─── Source extract ───

Google Indexing Scrapers First?
Yesterday I published a guest post from Abhijeet Mukherjee titled Do You Know Your Visitors? 5 Points to Consider. A couple of hours later Abhijeet messaged me on Gtalk to let me know that Google was not indexing my backlinks to his blog, but rather the link from a scraper site that had copied part of the post.
This made me curious and went to check for myself. The first thing I wanted to know was if my post was indexed already by Google or not. I copied one sentence from the post and search it in Google, with quotation marks to find only exact matches. The result was pretty surprising: Google had already indexed 2 scraper sites, but my original post was not on their index yet, as the image below illustrates:
I repeated the search query today, and my post is now showing on the first position. Regardless, I find it pretty weird that Google would index first scraping material and only afterwards the original source. The same thing was happening to the indexation of the backlinks.
Anyone know what could be the cause for this flaw?
Browse all articles on the SEO category
42 Responses to “Google Indexing Scrapers First?”
Which sounds suspiciously like what someone said above
SEO and WordPress Design
The reason is simple. Scraper sites scrape several sites, which means they update several times a day, compared to a regular blog which updates usually once a day.
The more frequently a site is updated the more frequently it is crawled by the search engines.
And also the fact that your site is ranked above scraper sites doesn’t mean that Google considers you the original source. For example Technorati blog pages rank usually higher than the original posts.
It happens everyday. and it has a logical explanation. The scrapers “produce” much more content than a normal blog. For the Google spider, it is updated more frequently, that’s why the spiders send the information to the index at first.
But, when the 2 (or more) copies are to be evaluated by the algorithm, then Google determines which is the original one. So being, the copy has a short-time success in SERPs.
Not John Chow
I am sure it is not worth your time to chase after the scrapers. Google should be dealing with them by lowering their pagerank.
Logic would suggest if there are more incoming links to the scraper sites, then google’s bots will find these sites before yours. Then when they finally do get to yours they acknowledge yours as the original, and list it as so.
Looks like you might have some influence on Google because I just checked and DBT is listed in the number 1 spot where it should be. Maybe it just takes some time for things to work its way through.
Still I’m sure it ticks you off that others are copying your work for their gain but in the end I think it all works out.
What Michael Clark says is correct. The search bot crawling the scrapper site is (most likely) not the same bot that crawls dailyblogtips. Upon the first crawl, the scrapper site had original content not seen elsewhere, which ranked it high. And then, as soon as the dailyblogtips bot came by, it saw the same content and sent you to the top as being the authority and more trusted site.
It happens all the time with press releases. Scrappers get high rankings for the first few minutes to hours and by the end of the day we are up top and they can’t even be found anymore.
It is something the scrapper sites take advantage of, otherwise they wouldn’t be around, but does anyone have a better method for Google to use?
I’ve been noticing this for a while. Another issue along the same lines: republishing posts on places like Zimbio will bump your post out of it’s position in the SERP’s for a few days and replace it with the Zimbio post. And this is after Google has already indexed your post.
Daniel, this has been a major problem with Google for at least a year, maybe longer. Scrappers routinely out-rank original content when doing a text snippet search, and it is not just an “initial” ranking problem –it can and will happen when your content has been live on the net for literally years.

─── Information provided ───

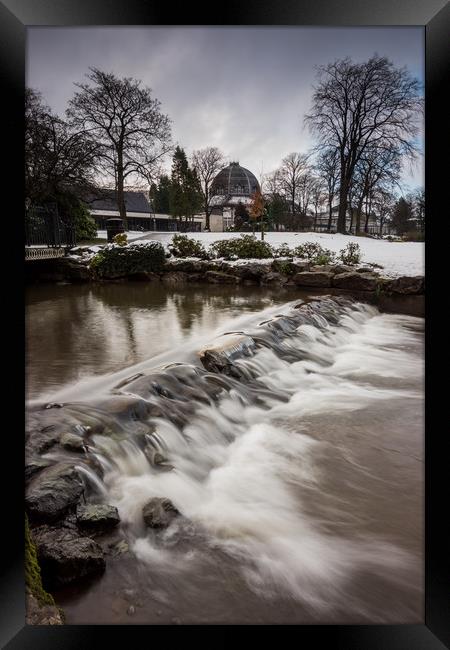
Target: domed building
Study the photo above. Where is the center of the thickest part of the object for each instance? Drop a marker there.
(232, 185)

───

**To do:**
(a) Please answer these from the thread on Google indexing scrapers:
(i) Who wrote the guest post that was published yesterday?
(ii) How many scraper sites had Google already indexed when the copied sentence was searched?
(iii) Which site's blog pages are said to usually rank higher than the original posts?
(b) Resume the thread on Google indexing scrapers after its last reply.

**The responses:**
(a)
(i) Abhijeet Mukherjee
(ii) 2
(iii) Technorati

(b)
I’ve had articles that were published years ago be out-ranked by scrappers. Luckily, you have a PR7 site, so this effect will be much less on you, however PR5 and below sites that produce original content are constantly pummeled by this. AND their listing in the serps is often hidden below the “for more results…” link at the very bottom. It is very disheartening.
It appears that Google has simply given up fighting scrappers and decided to just index everything and let their algo decide who goes on top with no regard to who originally produced the text.
Unfortunately, Google has lost the battle with scrappers.
Daniel, read comment #13 from Abhijeet…that’s why I had mentioned Digg. He was talking about a scraper blog doing well even though the MakeUseOf post was the one that was Dugg…
wow scapers work fast
If this is the case the their system definitely is flawed, I can’t see why indexing a scraper site first would be beneficial at all to the person who originally wrote the post. I say Google needs to fix this, being that they are top search engine this shouldn’t be happening.
@Life is Colourful, could be the case.
@Michael Clark, yes I would also assume they have hundreds of bots going around. I will check the server logs to see if I can identify when the came yesterday.
@Aseem, true your first point to some extent, but what does it have to do with this post 🙂 ?
I have it footer plugin as well, right now I am using it to display sponsor and partner messages.
@banji, if they are scraping only 20% or less it would be hard to take them down, because this could be considered fair use.
If they are scraping 100% of the content though just send a DMCA.
Maybe a bit off topic, but what do you want to do about that scraper sites? I’m asking because there’s one scraping mine exactly like the same way.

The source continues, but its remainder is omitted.